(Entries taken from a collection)
::::

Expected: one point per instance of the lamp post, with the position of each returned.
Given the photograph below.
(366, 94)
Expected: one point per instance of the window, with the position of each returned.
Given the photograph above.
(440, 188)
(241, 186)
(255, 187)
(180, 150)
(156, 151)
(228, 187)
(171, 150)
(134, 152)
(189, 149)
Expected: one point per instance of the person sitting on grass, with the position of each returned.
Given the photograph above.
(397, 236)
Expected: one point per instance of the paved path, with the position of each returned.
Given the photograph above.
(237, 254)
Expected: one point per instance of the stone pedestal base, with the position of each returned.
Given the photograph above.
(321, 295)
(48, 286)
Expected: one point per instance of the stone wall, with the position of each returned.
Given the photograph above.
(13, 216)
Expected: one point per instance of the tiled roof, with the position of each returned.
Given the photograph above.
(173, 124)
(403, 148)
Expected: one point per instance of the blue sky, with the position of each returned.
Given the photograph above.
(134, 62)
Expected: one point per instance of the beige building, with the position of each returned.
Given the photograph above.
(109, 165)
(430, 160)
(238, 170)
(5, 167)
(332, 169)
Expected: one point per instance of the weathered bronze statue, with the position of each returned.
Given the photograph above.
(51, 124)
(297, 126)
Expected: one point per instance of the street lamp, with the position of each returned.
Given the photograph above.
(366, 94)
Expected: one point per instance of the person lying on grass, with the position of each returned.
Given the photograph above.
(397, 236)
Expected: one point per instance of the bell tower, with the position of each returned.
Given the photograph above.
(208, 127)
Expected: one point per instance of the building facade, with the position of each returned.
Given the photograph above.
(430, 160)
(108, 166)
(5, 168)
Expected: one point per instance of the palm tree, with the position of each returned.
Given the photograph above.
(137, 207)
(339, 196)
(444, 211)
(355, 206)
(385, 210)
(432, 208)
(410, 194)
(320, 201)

::::

→ **Work task**:
Each line above with the string "grass" should be reported in full.

→ **Solution for this problem**:
Expected: one point per instance of the person sitting on grass, with the position of each returned.
Expected: one point per instance of the person lying on grass, with the position of each returned.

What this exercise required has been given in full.